-- begin --
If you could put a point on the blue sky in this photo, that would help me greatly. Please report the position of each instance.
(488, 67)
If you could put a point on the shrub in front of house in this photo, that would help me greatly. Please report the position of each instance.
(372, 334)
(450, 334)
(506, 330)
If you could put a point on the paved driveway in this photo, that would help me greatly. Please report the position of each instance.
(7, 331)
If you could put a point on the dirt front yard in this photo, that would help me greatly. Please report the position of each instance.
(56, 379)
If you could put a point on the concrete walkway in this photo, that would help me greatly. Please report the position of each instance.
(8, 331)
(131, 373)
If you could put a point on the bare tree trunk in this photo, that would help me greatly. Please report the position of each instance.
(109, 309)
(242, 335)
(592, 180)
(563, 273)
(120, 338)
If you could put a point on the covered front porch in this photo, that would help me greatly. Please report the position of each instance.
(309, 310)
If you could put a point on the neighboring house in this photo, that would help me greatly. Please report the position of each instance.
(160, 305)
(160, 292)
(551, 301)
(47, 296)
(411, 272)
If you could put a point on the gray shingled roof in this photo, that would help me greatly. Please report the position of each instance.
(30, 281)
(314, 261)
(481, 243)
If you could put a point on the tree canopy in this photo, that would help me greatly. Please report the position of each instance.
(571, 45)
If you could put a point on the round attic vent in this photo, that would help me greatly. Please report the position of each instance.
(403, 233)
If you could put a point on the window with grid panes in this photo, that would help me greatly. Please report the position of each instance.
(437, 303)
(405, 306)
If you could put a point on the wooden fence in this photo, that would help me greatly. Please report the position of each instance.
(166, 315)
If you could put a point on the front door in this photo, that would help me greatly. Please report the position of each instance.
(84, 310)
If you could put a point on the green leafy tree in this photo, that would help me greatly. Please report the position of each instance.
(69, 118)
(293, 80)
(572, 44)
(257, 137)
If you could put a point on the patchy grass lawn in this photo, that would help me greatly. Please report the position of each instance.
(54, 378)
-- end --
__EXERCISE AIM__
Write out word for word every line from the one containing "If you could put a point on the wooden" through the last line, with both of those lines included.

__WORKED SOLUTION__
If you could put a point on the wooden fence in this photo, that would help me greatly. Please report the position of each instance.
(166, 315)
If you could put a point on the front door in this photo, that would help me greatly. Please report the position of each instance.
(84, 310)
If you could put a point on the green leafy tree in this photo, that would help me greatly. Please report the position of each instance.
(69, 118)
(293, 80)
(572, 44)
(257, 137)
If you could put a point on the patchy grass lawn in this photo, that would help me greatly. Please report the position of each instance.
(54, 378)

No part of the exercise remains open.